## WRITTEN EXERCISE A
Print the part of the Jim King profile starting with "Wind instruments, including" and going on through "2012, Middlewich, England.", word for word.

──────── PASSAGE

Wind instruments, including sax, harmonica and flute. Was a vocalist in the pre-Chapman days of the group. Jim King (born Alec Woodburn, May 5, 1942, Kettering, Northamptonshire, England, died February 6, 2012, Middlewich, England.
Certainly the most elusive of all of the characters in the Family saga, Jim King was a vital ingredient of the early Family recipe. And by parting company with the band, he in effect, closed a chapter in the band’s arguable legacy. Back when John “Charlie” Whitney formed the Farinas at Leicester Art College in 1962, Jim King was the front man with vocals, saxophone and blues harp. As with countless other bands at the time. R & B and blues was there thing, and in 1964 they got one single on the Fontana label. “You’d Better Stop” was a vanilla-ized blues in the style of the Yardbirds. It was backed with the New Orleans sound of Chris Kenner’s “I Like It Like That”, (again covered by the Dave Clark five two years later). I’ve never heard the flipside, but on side I, King plays harp just as well as Relf or Jagger. The single failed to make any impact, but it did allow them to travel out of the Midlands and down to London, to get their first taste of clubs like Middle Earth and the Speakeasy. A New Musical Express article from 1972 remembers King: “the legendary local vocalist Jim King who dressed in old army greatcoat, trilby hat and played harmonica on stage with the Farinas. A prototype Ian Anderson …. ” When Ric Grech was hired in 1965, and Roger Chapman in 1966. the band had three vocalists at their disposal. Whitney has said that they were able to do “kind of a James Brown thing” since Chappo could also play a bit of sax. Jim did most of the blues covers they were doing, while Chappo became more of a presence as they began to write originals. Within these originals King really stretched out melodically. The colorings of sound he provided helped to transform “The Family” from a clubbing group to real progressives on the scene. One of the best examples of this is the saxophone line in Family’s debut single “Scene Through the Eye of a Lens”. The song begins as a pastoral acoustic number augmented by a melodic soprano sax, which gently laps like small waves on the shore … The second half of the song gives way to a menacing rock section with some strange vocal incantations. Then the same simple sax line returns, but now the melody is insistent, edgy, and almost dangerous in context to what the song has become. And that pretty much describes what musical contributions King made to the band on their first two long-players, Music in a Doll’s House and Family Entertainment… accents and flourishes that round out the character of each song.

────────────────
──────── DATASET CONTENT

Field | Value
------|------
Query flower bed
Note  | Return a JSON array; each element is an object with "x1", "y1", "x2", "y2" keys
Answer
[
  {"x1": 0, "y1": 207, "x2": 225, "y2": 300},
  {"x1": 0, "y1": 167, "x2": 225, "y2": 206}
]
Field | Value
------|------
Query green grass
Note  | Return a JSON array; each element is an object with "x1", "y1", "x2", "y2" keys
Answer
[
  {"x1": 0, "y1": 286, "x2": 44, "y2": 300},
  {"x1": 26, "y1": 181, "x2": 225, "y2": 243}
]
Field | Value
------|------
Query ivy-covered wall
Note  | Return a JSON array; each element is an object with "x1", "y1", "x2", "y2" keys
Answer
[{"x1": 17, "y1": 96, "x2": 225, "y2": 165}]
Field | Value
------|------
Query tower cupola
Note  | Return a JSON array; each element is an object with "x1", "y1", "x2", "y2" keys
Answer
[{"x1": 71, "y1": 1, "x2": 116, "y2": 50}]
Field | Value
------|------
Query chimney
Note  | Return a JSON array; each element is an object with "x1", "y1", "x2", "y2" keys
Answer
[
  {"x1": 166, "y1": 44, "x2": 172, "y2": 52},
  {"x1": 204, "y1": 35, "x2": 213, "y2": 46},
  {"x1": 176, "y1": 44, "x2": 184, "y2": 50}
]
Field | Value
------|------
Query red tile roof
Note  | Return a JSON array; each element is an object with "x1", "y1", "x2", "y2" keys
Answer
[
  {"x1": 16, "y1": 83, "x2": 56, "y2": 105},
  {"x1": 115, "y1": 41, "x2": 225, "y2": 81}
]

────────────────

## WRITTEN EXERCISE B
Output the whole object detection listing above verbatim, line for line.

## FINISHED ANSWER A
Wind instruments, including sax, harmonica and flute. Was a vocalist in the pre-Chapman days of the group. Jim King (born Alec Woodburn, May 5, 1942, Kettering, Northamptonshire, England, died February 6, 2012, Middlewich, England.

## FINISHED ANSWER B
Field | Value
------|------
Query flower bed
Note  | Return a JSON array; each element is an object with "x1", "y1", "x2", "y2" keys
Answer
[
  {"x1": 0, "y1": 207, "x2": 225, "y2": 300},
  {"x1": 0, "y1": 167, "x2": 225, "y2": 206}
]
Field | Value
------|------
Query green grass
Note  | Return a JSON array; each element is an object with "x1", "y1", "x2", "y2" keys
Answer
[
  {"x1": 0, "y1": 286, "x2": 44, "y2": 300},
  {"x1": 26, "y1": 181, "x2": 225, "y2": 243}
]
Field | Value
------|------
Query ivy-covered wall
Note  | Return a JSON array; each element is an object with "x1", "y1", "x2", "y2" keys
Answer
[{"x1": 17, "y1": 96, "x2": 225, "y2": 165}]
Field | Value
------|------
Query tower cupola
Note  | Return a JSON array; each element is an object with "x1", "y1", "x2", "y2" keys
Answer
[{"x1": 71, "y1": 1, "x2": 116, "y2": 50}]
Field | Value
------|------
Query chimney
Note  | Return a JSON array; each element is an object with "x1", "y1", "x2", "y2" keys
Answer
[
  {"x1": 166, "y1": 44, "x2": 172, "y2": 52},
  {"x1": 204, "y1": 35, "x2": 213, "y2": 46},
  {"x1": 176, "y1": 44, "x2": 184, "y2": 50}
]
Field | Value
------|------
Query red tile roof
Note  | Return a JSON array; each element is an object with "x1", "y1", "x2", "y2" keys
Answer
[
  {"x1": 16, "y1": 83, "x2": 56, "y2": 105},
  {"x1": 115, "y1": 41, "x2": 225, "y2": 81}
]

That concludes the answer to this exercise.